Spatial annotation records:

________

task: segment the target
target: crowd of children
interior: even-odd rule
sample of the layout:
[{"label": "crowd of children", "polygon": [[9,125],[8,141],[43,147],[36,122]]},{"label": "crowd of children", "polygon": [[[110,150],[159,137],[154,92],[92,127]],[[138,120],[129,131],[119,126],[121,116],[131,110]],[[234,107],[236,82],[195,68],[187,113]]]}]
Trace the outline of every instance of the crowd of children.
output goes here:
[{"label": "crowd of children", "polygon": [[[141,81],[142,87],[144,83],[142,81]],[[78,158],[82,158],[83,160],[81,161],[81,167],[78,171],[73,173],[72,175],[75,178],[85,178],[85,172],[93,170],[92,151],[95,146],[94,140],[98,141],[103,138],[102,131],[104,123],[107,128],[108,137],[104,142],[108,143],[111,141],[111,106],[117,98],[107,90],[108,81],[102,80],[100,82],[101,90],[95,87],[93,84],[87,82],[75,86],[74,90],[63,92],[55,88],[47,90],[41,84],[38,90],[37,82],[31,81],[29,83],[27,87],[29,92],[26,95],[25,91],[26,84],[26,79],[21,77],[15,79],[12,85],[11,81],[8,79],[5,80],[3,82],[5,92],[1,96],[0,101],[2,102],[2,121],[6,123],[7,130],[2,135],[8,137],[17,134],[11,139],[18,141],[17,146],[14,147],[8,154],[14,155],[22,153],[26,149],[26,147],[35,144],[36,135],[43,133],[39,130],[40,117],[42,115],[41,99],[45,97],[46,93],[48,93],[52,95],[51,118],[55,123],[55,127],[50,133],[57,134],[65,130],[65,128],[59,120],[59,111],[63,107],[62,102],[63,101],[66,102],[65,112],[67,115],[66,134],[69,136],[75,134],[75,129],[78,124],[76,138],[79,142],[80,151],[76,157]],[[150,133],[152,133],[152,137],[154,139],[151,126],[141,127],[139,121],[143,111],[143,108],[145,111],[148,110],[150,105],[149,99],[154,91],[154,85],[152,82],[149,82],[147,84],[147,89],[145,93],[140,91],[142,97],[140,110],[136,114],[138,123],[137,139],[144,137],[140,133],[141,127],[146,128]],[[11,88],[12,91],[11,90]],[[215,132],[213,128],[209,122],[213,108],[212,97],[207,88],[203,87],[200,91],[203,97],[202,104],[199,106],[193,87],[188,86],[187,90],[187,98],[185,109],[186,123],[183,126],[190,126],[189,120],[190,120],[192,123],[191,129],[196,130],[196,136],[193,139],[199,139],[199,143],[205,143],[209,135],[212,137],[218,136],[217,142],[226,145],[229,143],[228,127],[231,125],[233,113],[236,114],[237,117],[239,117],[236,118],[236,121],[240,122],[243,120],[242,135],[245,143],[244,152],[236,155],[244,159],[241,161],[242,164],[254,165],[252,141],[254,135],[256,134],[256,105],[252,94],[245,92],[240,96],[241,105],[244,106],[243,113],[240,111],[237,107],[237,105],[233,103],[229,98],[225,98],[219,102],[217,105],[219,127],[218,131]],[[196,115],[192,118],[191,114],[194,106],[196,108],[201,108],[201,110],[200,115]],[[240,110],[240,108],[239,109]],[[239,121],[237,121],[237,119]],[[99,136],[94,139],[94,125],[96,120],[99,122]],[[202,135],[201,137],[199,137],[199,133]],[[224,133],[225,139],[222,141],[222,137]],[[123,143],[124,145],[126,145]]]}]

________

* [Work to do]:
Copy the data word for word, from its first line through the line containing "sample of the".

* [Task output]:
task: segment the target
target: crowd of children
interior: even-odd rule
sample of the layout:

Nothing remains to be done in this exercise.